- [Given records]
========
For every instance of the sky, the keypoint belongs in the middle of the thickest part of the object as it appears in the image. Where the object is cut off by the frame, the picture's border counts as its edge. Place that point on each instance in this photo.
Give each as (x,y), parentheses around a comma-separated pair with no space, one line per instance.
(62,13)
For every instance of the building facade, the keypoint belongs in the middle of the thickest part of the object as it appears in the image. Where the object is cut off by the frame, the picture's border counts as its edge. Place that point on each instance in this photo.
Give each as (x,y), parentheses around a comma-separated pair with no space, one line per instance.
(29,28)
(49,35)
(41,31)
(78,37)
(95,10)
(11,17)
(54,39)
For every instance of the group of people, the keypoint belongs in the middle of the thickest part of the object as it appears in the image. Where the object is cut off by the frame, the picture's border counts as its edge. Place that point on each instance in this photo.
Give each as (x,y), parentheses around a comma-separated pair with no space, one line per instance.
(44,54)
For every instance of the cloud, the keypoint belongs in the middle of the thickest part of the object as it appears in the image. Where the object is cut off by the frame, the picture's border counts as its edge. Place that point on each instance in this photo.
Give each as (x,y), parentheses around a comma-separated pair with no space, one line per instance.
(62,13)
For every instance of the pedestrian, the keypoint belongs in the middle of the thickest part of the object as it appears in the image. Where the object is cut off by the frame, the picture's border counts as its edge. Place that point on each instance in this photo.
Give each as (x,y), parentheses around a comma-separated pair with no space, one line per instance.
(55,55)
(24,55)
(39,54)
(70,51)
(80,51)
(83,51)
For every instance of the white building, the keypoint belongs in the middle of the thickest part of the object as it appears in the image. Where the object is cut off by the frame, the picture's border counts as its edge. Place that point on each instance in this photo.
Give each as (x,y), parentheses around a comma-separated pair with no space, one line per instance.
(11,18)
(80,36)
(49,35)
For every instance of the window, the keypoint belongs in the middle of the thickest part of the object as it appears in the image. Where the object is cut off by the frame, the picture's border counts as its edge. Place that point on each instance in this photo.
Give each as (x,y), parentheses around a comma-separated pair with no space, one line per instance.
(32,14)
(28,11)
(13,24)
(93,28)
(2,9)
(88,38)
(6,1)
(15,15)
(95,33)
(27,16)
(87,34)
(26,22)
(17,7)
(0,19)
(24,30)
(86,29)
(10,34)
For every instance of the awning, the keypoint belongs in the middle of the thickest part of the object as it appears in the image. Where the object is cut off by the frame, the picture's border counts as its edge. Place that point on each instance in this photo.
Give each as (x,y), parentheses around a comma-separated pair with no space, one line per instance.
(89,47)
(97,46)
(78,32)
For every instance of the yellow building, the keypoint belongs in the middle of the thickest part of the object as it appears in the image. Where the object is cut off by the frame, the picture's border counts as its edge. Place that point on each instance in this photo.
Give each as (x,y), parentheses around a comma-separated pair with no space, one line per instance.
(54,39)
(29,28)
========
- [Task] Restate each record exactly as written.

- [Solution for this problem]
For every instance of the sky, the keypoint belongs in the middle of the thickest part of the object as it appears in the image. Where the object is cut off by the frame, the picture's border counts as its edge. Place that point on each instance in this photo.
Give each as (x,y), parentheses around a comma-separated pair with no space, one line per instance.
(62,13)
For every instance of the building facade, the keypoint belongs in the middle of the thickest part of the object as it appears in the image. Where the object is cut off by the frame, the picture's border counts as its edge. Place that point on each instance in this photo.
Give each as (x,y), parentheses around a comma-separated pair with no space, one line per instance.
(29,28)
(49,35)
(41,31)
(78,37)
(95,10)
(11,17)
(54,39)
For every instance of the group of people, the keypoint belongs in the middle of the thickest part of the object as it appears in the image. Where the object is cut off by the frame, the picture's border counts as its edge. Place that point on each instance in this photo.
Give each as (x,y), parentheses around a comma-separated pair with no space, one line per instance.
(44,54)
For every instance of the cloud, the keypoint belongs in the middle of the thickest part of the object as it appears in the image. Where the object is cut off by the frame, the picture's border counts as its edge. Place that point on each instance in this photo.
Give each as (x,y), parentheses around a comma-separated pair with no space, one line per instance.
(62,13)
For every instance of the pedestrian, the keypoint belongs in the middle of the thickest part of the object as it appears in the image. Where the object is cut off by the frame, the picture's border counts as its edge. Place that point on each instance in this photo.
Give each as (x,y), parentheses around a comma-separated pair with no space, one line per instance.
(55,55)
(24,55)
(39,54)
(70,51)
(80,51)
(83,51)
For every instance of the white building, the keypoint belongs in the middle of the thickest part of the object as it appears in the image. Where the object is cut off by the frame, the picture's border counts as its edge. Place that point on each instance in this photo.
Give each as (x,y), parentheses around a comma-separated pair with no space, one line per instance.
(11,18)
(80,36)
(49,35)
For every instance of the window, the keypoint belongs in the middle of the thickest part of the object as it appears in the image. Where the object is cut off by the frame, the picture's border counts as its edge. Place that point on each instance in this photo.
Give each as (x,y), parentheses around a comma-separated pair with no space, one line per instance.
(32,14)
(28,11)
(13,24)
(93,28)
(2,9)
(88,38)
(6,1)
(15,15)
(95,33)
(27,16)
(87,34)
(26,22)
(17,7)
(0,19)
(24,30)
(86,29)
(10,34)
For every instance of the awning, the keypoint belongs in the middle of the thickest part of the object as it appears in the image. Where the object is cut off by the frame, the picture's border counts as its edge. Place that point on each instance in this photo.
Give each as (x,y), parentheses around a comma-separated pair with no space, one line per instance.
(89,47)
(97,46)
(78,32)
For every instance of the yellow building, the keypoint belongs in the middle of the thickest part of the object as it appears in the image. Where the object is cut off by the frame, the picture's border counts as its edge. Place that point on each instance in this photo.
Give each as (x,y), parentheses around a comma-separated pair with no space, one line per instance.
(54,39)
(29,28)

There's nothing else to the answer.